• **PROVIDED INFORMATION**
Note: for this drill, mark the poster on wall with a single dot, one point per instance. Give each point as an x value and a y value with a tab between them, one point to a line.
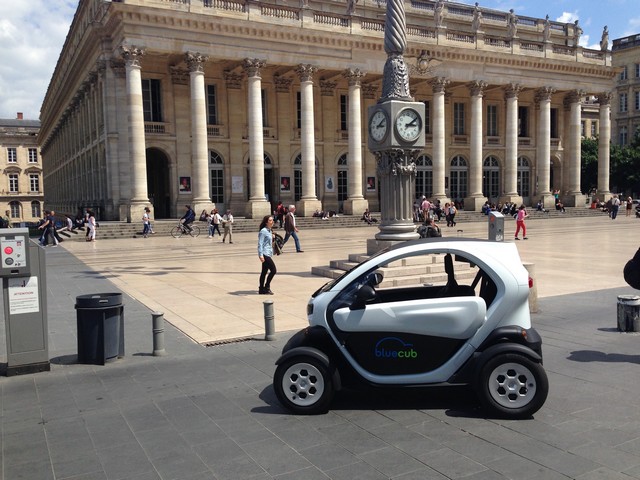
329	184
185	185
237	184
371	184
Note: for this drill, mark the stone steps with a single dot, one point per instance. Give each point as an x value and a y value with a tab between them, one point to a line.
111	230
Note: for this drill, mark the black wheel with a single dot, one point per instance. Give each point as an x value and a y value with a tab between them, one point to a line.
303	385
512	386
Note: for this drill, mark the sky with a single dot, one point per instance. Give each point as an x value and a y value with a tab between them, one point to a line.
32	33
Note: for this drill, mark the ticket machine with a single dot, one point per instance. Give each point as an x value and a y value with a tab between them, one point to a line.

• **AIM OF THE EXERCISE**
Rescale the items from the line containing "Note: for this drill, mark the sky" through the end of the items. Reproduce every line in that span, leaving all other text unchanged, but multiply each x and y coordinate in the answers by 0.5 and round it to a whole number, with halves rounded up.

• **EXERCISE OUTPUT**
Note: for this drill, mark the sky with a single dot, one point per instance. Give each point as an x value and a y value with a tab between them, one point to a line.
16	17
Note: for this drill, mark the ticket machine with a single dot, one point per instance. Give each point as an x value and a y value with a tab between them, one point to a line.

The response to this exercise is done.